*Provided text:*
■ ■ ■ ■
But as to your point, on the roles and responsibilities of managers and engineers, I mostly agree with your comment about the role of a manager, which as I said before should be responsible for working with the engineer both to show their impact, but also making sure they're actually doing impactful work.

I disagree that if it's your job as an engineer to show what your impact is that you'll come up with creative ways of doing this. You can try to come up with creative ways of showing impact, and maybe a promotion panel will agree with you, but maybe they won't and you'll be left without recognition (I've seen this happen before).

To your last comment about competent engineers, I don't know what company you work at, but at mine, shipping projects on time, and under budget, especially when they are large in scope and involve complex technologies or large teams that you've led, and especially when those projects have impact on the company's bottom line, those project are considered major impact and and those engineers are amply rewarded.


> shipping projects on time, and under budget, especially when they are large in scope and involve complex technologies or large teams that you've led, and especially when those projects have impact on the company's bottom line, those project are considered major impact and and those engineers are amply rewarded

Wasn't the point of the article that the Grunt work that has to be done and makes things better for everyone in the future isn't rewarded at all? That work may have an impact on the bottom line of the company, but be spread out over years of maintenance and prevented (potentially disastrous) bugs. However, as the author states, it's almost impossible to quantify that.

You cannot tell your selection committee 'I refactored code and that'll save us probably 100 bugs in the next year, times 2 hours per bug, at $300 per man hour, a $60000 savings.'.

Whereas it's easy to tell them 'I built a new feature x, in the past 10 weeks it's been running it's improved sales by 3%, leading to increased profits over the next year of $60000'.

Both 'earned' the company the exact same amount of money, but the first one is much more speculative.


Disclaimer: manager at Google.

You make an interesting point, and I'd like to suggest an alternative lens to view it from, as a thought experiment. Let's say company X values work that benefits company X, and that's why they hired you and pay your salary. You've given two examples of promotion rationale, one in which you clearly and objectively demonstrated the impact of the work. And the other, speculative, as you say. Now speculative implies not necessarily real -- it's possible that your guess about how much it will probably save could turn out to be wrong. If you don't have a way to measure this, how do you know that it's the case? It feels good to refactor the code, but just consider for a moment the possibility that you could travel through time and see the future results of current behavior. What if you fast-forward and discover that refactoring that code had no benefit? Now return to the current time: is it actually worth doing? If you're spending time refactoring that code at the expense of developing the feature? Maybe this is why company X prefers to promote people based on actual impact rather than speculation.
■ ■ ■ ■
*Provided data:*
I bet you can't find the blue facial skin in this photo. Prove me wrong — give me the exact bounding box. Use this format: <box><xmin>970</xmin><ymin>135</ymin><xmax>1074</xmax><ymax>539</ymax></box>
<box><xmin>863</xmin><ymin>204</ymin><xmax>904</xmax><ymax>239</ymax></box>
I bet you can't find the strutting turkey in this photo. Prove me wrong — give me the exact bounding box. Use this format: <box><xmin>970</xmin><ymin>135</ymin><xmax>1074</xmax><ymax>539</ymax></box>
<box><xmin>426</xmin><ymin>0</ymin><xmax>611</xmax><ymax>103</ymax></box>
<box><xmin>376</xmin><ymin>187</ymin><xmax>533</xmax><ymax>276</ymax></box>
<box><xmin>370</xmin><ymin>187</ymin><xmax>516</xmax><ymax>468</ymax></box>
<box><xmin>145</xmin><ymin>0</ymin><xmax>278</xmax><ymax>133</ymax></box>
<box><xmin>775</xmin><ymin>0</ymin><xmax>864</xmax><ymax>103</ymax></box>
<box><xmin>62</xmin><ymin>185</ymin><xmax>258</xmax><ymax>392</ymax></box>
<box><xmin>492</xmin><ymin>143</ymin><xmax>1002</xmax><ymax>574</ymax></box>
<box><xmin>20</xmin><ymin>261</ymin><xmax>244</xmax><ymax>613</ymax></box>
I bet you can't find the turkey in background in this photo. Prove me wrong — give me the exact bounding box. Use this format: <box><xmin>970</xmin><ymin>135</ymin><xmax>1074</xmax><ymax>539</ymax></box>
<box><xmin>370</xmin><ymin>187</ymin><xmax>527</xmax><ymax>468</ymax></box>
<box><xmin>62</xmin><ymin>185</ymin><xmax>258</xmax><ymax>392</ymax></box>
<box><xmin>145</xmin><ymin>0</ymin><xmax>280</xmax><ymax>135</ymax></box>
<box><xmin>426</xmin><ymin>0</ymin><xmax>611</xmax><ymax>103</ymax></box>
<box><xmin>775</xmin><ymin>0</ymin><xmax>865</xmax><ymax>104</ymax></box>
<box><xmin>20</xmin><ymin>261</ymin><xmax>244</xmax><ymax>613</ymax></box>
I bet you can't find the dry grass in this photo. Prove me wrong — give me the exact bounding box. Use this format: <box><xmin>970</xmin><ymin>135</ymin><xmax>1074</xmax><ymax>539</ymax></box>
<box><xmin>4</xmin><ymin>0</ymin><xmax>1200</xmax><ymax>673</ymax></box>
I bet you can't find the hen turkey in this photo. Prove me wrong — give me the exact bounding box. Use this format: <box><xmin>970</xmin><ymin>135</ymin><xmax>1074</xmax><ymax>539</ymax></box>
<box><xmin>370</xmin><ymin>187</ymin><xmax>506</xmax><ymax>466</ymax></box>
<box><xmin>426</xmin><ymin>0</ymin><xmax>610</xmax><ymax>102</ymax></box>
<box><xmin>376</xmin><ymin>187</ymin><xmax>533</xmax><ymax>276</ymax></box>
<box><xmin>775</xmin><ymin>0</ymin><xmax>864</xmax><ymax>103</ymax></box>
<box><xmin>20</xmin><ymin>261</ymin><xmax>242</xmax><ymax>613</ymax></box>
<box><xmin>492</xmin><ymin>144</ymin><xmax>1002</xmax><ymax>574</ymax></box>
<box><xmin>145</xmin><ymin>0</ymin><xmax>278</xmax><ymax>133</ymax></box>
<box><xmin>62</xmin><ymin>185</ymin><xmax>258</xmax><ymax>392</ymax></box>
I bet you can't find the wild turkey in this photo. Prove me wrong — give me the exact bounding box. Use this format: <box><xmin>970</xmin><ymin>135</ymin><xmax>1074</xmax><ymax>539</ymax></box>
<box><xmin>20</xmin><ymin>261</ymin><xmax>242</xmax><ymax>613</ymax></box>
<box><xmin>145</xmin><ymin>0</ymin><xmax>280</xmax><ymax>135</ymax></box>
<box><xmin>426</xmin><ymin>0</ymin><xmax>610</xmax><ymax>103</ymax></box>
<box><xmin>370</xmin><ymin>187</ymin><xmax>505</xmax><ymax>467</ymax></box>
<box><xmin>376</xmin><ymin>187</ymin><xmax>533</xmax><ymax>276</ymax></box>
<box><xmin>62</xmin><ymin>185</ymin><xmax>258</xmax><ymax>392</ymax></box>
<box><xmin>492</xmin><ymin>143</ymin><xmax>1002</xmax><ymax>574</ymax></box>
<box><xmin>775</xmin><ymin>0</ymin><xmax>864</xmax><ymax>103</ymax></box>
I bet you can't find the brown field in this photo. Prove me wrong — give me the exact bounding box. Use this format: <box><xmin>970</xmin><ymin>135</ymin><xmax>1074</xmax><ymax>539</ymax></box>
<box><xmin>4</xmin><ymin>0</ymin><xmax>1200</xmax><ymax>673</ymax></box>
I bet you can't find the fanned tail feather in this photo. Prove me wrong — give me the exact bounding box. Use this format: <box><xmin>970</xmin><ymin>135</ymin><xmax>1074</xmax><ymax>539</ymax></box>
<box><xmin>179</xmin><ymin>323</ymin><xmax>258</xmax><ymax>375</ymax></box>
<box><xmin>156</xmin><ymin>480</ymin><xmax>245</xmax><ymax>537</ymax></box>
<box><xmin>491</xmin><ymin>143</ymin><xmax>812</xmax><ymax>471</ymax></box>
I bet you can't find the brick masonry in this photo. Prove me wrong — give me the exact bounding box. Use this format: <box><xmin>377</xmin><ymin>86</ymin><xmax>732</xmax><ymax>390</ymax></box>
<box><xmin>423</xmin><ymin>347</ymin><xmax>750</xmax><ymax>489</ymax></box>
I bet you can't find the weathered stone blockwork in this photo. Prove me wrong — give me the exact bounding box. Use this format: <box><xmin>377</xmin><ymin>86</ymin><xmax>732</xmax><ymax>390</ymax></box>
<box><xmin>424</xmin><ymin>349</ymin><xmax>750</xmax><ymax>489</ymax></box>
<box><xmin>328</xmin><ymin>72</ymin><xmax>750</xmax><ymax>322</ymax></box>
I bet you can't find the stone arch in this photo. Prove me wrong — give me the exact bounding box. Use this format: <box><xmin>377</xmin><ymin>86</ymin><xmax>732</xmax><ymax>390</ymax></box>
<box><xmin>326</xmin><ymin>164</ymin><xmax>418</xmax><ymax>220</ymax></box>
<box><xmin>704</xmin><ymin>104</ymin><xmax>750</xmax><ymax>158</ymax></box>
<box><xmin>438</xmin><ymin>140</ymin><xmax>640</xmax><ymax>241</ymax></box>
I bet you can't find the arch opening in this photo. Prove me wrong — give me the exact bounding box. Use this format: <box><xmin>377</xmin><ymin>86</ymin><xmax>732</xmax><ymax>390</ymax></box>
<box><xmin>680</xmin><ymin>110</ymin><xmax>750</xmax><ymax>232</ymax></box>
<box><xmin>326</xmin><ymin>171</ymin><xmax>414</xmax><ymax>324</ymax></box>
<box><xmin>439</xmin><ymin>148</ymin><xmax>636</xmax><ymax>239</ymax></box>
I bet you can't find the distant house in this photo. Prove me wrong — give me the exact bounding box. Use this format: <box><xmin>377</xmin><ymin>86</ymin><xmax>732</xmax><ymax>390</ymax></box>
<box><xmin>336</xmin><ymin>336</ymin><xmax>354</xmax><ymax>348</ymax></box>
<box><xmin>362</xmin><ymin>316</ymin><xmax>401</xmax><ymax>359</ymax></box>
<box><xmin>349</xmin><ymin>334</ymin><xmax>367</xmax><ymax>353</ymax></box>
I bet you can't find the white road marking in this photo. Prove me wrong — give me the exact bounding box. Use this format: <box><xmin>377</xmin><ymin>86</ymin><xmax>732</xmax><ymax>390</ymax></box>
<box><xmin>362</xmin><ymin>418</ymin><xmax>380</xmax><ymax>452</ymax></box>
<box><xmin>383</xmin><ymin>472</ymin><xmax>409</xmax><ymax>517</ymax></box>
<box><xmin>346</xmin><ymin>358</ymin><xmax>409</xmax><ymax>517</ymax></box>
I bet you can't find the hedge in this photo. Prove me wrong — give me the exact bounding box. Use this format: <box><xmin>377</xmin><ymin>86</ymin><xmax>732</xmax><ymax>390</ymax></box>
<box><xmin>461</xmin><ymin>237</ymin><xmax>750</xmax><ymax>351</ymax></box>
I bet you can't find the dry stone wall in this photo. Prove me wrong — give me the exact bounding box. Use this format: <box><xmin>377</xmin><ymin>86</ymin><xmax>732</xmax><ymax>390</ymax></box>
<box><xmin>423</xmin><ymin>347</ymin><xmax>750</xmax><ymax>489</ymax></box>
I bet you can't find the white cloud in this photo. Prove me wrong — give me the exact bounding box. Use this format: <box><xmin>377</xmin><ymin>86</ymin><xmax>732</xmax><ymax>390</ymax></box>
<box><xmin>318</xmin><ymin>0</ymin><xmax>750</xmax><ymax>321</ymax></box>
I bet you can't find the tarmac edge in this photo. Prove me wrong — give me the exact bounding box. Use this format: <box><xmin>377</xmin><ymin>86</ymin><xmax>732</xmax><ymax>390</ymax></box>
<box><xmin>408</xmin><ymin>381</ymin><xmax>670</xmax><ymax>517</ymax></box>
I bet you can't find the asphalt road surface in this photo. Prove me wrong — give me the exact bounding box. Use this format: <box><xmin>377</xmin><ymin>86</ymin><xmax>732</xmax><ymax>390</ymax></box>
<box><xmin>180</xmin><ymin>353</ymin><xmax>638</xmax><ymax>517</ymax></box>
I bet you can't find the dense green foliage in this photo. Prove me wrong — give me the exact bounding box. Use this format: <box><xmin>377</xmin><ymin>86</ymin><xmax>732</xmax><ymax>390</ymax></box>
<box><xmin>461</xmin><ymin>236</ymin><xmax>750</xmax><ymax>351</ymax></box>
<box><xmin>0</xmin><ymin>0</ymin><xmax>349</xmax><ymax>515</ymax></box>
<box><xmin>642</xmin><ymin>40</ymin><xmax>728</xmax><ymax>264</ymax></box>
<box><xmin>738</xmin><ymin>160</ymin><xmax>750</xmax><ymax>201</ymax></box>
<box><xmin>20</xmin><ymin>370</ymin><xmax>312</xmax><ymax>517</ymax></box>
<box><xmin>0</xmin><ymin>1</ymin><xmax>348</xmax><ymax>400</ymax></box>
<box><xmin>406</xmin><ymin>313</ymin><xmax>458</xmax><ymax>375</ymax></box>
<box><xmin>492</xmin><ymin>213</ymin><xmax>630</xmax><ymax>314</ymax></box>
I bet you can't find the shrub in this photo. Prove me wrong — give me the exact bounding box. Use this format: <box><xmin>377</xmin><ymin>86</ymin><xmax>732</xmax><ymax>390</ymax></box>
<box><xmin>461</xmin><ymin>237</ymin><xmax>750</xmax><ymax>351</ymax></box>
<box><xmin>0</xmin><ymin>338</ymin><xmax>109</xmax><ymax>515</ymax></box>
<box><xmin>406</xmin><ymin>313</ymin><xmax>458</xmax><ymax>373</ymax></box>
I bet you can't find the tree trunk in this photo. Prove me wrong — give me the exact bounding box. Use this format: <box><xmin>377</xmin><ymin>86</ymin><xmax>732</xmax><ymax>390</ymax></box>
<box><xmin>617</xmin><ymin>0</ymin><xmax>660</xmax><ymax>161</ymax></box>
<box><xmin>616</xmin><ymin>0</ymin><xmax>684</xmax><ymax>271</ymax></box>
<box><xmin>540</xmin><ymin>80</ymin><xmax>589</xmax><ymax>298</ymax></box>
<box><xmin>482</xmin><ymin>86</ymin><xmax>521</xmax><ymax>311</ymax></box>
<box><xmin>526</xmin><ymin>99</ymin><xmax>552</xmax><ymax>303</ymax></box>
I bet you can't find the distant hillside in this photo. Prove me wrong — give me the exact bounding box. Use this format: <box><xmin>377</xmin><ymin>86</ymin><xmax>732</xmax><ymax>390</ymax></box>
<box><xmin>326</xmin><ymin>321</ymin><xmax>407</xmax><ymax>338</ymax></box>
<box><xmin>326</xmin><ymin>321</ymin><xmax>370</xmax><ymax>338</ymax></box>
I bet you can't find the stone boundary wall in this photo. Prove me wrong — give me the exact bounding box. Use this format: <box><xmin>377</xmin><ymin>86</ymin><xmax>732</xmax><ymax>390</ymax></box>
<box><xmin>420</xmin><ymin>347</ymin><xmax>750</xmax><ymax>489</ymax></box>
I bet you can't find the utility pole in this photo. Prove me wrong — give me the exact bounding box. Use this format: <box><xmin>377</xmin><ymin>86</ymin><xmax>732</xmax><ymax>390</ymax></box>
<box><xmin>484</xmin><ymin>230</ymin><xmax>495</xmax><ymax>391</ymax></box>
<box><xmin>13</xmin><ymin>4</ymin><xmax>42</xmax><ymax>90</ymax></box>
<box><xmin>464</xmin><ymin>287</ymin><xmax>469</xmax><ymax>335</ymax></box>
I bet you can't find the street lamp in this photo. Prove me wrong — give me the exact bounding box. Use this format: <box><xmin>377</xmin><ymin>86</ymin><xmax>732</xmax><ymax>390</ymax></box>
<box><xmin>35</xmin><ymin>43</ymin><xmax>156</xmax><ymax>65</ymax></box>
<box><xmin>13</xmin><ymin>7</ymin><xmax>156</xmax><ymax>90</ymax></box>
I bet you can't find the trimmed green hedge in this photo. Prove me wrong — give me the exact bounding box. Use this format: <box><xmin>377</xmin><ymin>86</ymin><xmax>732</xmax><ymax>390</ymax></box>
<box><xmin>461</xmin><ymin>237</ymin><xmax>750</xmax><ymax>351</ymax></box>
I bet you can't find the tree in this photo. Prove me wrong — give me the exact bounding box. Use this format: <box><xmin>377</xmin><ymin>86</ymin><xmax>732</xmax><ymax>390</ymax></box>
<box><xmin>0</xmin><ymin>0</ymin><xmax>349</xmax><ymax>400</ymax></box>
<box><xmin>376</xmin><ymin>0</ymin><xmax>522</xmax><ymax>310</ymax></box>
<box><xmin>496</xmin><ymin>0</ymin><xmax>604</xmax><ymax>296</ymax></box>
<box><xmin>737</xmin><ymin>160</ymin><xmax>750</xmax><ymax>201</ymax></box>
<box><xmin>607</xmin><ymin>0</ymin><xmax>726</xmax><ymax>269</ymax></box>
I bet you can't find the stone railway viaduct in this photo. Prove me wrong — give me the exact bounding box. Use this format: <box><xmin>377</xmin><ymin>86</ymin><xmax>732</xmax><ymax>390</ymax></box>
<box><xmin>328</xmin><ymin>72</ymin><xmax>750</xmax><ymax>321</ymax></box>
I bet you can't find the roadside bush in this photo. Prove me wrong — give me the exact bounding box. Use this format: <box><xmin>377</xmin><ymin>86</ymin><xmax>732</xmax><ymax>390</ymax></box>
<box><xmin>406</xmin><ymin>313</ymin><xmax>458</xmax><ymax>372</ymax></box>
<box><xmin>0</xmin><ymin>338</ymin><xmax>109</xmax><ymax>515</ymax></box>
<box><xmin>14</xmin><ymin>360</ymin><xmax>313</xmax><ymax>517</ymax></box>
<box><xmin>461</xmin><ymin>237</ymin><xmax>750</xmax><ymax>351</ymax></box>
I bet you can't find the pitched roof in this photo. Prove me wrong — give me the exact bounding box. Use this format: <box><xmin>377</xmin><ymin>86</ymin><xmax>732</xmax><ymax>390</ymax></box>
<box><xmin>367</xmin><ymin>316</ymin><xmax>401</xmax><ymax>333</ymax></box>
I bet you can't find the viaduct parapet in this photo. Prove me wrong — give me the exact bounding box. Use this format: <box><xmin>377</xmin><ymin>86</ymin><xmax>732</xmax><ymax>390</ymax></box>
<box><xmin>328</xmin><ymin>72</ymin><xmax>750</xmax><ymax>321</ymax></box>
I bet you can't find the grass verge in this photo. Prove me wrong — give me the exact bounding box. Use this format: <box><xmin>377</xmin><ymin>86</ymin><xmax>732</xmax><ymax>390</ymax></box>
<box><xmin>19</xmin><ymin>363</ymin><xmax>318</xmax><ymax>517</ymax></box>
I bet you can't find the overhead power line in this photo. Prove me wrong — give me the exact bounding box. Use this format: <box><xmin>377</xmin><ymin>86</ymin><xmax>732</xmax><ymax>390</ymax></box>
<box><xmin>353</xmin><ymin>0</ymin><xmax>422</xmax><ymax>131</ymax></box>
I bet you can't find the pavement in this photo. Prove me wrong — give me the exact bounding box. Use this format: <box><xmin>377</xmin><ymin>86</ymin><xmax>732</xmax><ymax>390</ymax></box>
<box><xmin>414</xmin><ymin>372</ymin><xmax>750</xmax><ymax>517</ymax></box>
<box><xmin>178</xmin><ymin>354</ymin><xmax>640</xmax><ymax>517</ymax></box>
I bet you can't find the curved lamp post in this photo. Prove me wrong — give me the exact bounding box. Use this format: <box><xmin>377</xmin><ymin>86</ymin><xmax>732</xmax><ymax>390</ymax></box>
■ ■ ■ ■
*Task to carry out:*
In the discussion about engineering impact, the comment beginning "Wasn't the point of the article" contrasts refactoring with a new feature. In one to three sentences, explain why that comment says refactoring work is harder to present to a selection committee.

*Completed exercise:*
The benefit of refactoring is spread out over years of maintenance and prevented bugs, which the author of the article says is almost impossible to quantify. Any savings figure for it is therefore speculative. A new feature's effect can instead be shown from measured results, such as a 3% sales increase over ten weeks, even when both kinds of work earn the company the same amount.